# EXERCISE OBJECTIVE:
Copy every entry precisely.

--

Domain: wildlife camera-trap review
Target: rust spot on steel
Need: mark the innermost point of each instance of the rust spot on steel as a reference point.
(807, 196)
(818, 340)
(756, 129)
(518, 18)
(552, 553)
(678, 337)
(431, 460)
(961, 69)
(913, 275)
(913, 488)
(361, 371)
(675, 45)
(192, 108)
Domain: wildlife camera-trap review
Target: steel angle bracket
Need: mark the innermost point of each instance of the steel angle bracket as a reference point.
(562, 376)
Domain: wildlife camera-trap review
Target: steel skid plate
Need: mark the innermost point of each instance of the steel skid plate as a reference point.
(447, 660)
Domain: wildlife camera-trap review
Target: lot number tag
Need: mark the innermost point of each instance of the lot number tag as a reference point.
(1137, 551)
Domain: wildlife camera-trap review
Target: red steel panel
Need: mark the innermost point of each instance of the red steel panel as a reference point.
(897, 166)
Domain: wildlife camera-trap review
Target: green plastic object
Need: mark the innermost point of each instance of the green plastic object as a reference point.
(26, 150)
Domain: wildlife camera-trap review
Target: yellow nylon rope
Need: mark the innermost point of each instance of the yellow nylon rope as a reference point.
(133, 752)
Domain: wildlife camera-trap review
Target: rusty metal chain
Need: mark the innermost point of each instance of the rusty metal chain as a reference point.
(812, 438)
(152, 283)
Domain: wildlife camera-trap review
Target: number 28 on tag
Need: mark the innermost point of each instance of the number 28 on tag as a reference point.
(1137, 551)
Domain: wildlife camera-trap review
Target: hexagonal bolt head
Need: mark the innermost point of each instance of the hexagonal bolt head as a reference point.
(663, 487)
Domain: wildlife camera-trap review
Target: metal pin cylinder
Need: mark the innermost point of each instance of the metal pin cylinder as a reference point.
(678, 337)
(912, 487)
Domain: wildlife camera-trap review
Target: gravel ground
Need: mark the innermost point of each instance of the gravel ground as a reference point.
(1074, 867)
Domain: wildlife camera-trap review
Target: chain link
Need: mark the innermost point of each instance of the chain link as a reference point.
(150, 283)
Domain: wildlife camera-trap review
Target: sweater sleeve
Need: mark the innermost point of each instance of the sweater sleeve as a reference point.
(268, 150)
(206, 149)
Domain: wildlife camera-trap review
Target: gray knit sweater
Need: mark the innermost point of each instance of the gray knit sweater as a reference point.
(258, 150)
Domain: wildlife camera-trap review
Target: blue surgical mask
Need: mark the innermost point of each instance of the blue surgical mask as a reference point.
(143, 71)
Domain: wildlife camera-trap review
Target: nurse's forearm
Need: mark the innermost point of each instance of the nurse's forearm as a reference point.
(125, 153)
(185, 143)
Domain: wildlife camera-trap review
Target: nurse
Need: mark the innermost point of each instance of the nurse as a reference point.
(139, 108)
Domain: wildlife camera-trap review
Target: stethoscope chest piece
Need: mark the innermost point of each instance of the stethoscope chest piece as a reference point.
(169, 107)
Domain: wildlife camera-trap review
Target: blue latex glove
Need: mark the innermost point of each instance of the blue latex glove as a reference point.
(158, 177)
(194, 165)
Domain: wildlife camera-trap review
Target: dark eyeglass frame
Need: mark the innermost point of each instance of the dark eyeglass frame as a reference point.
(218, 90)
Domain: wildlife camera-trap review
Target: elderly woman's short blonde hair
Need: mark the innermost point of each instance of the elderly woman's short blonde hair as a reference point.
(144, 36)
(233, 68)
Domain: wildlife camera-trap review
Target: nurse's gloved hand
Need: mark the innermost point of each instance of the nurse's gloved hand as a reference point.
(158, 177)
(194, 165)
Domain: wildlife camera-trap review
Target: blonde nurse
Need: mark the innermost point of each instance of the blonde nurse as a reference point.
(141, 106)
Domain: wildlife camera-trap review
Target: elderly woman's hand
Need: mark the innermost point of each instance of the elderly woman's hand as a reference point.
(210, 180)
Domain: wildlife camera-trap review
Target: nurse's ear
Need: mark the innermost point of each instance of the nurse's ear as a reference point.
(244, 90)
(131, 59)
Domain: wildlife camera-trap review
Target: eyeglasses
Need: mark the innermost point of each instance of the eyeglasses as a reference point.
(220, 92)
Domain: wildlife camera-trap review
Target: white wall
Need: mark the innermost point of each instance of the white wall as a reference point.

--

# TASK RESULT:
Domain: wildlife camera-trap review
Target: rust spot on steel
Need: mark the innermost point of each instance of the rust spot on steel as a reference point.
(807, 196)
(818, 340)
(756, 129)
(518, 18)
(552, 553)
(678, 337)
(431, 460)
(961, 69)
(913, 275)
(913, 488)
(361, 371)
(675, 45)
(192, 108)
Domain: wildlife camera-trap review
Target: steel angle bracket
Need: mark the innermost point of each instance of the steel angle bracket as a reference point.
(562, 376)
Domain: wildlife camera-trap review
Target: steel skid plate
Need: mark the innermost point of each instance of the steel skid plate as a reference point.
(447, 660)
Domain: wildlife camera-trap review
Target: lot number tag
Need: mark the innermost point of each instance of the lot number tag as a reference point.
(1137, 551)
Domain: wildlife camera-trap review
Target: red steel panel
Need: mark the innermost point of each instance of the red steel panel as a reference point.
(897, 166)
Domain: wildlife camera-trap review
Target: green plastic object
Need: mark the innermost point of each instance of the green plastic object as a reference point.
(26, 150)
Domain: wildlife camera-trap review
Target: yellow nylon rope
Need: mark the innermost point of each instance of the yellow nylon rope as a reference point.
(133, 752)
Domain: wildlife camera-trap review
Target: rusty metal chain
Need: mark the innermost point of each instance of the rusty metal chain as a reference point.
(812, 438)
(152, 283)
Domain: wildlife camera-trap review
Target: number 28 on tag
Need: mark the innermost point of each instance of the number 28 on tag as a reference point.
(1137, 551)
Domain: wildlife camera-trap review
Target: hexagonal bolt head
Need: mark the innermost point of each instance of the hexagonal bolt head as a reference point.
(663, 487)
Domain: wildlife camera-trap review
Target: metal pin cylinder
Need: mark the innermost point of each instance of the metal pin cylinder as a reference point.
(678, 337)
(912, 487)
Domain: wildlife camera-trap review
Target: gravel ground
Need: mark the innermost point of each instance of the gravel ground as a reference point.
(1074, 867)
Domain: wildlife camera-trap review
Target: chain link
Need: mark the innermost point of each instance of the chain link as a reference point.
(150, 283)
Domain: wildlife camera-trap review
Target: sweater sleeve
Need: mark the innermost point of each instance of the sweater sleeve as a reference point.
(268, 150)
(206, 149)
Domain: wildlife camera-trap review
Target: gray knit sweater
Need: mark the innermost point of each instance of the gray knit sweater as a reference point.
(258, 150)
Domain: wildlife camera-trap review
Target: blue surgical mask
Need: mark the innermost point of each instance of the blue surgical mask as a reference point.
(143, 71)
Domain: wildlife camera-trap review
Target: nurse's forearm
Need: mark the innermost point of each instance of the nurse's forearm as a reference point.
(125, 153)
(185, 143)
Domain: wildlife camera-trap review
Target: nurse
Need: mark the innermost point of each instance of the nurse as a reference point.
(139, 108)
Domain: wildlife camera-trap review
Target: stethoscope chest piece
Need: mark the innermost point of each instance of the stethoscope chest piece as a reference point.
(169, 107)
Domain: wildlife camera-trap review
Target: blue latex glove
Need: mark the innermost point of each instance of the blue latex glove as a reference point.
(158, 177)
(194, 165)
Domain: wildlife camera-trap review
Target: dark eyeglass frame
Need: mark the innermost point of each instance of the dark eyeglass frame as a reference point.
(218, 90)
Domain: wildlife camera-trap review
Target: elderly woman's short blonde hair
Need: mark the innermost point of each instance of the elderly woman's short blonde hair as a reference point.
(144, 36)
(233, 68)
Domain: wildlife camera-trap review
Target: nurse's gloved hand
Need: mark the innermost point of each instance of the nurse's gloved hand as a reference point.
(158, 177)
(194, 165)
Domain: wildlife camera-trap review
Target: blonde nurse
Need: mark the innermost point of each instance of the blonde nurse as a reference point.
(141, 106)
Domain: wildlife camera-trap review
Target: elderly woman's hand
Need: mark the innermost point of each instance of the elderly woman's hand as a reference point.
(210, 180)
Domain: wildlife camera-trap review
Target: nurse's ear
Need: mark the innermost point of each instance of the nurse's ear as a reference point.
(244, 90)
(131, 59)
Domain: wildlife camera-trap review
Target: eyeglasses
Need: mark the innermost point of each instance of the eyeglasses as a reference point.
(220, 92)
Domain: wildlife camera-trap review
Target: white wall
Need: mark the innermost point of each instance of the white wall as a reference point.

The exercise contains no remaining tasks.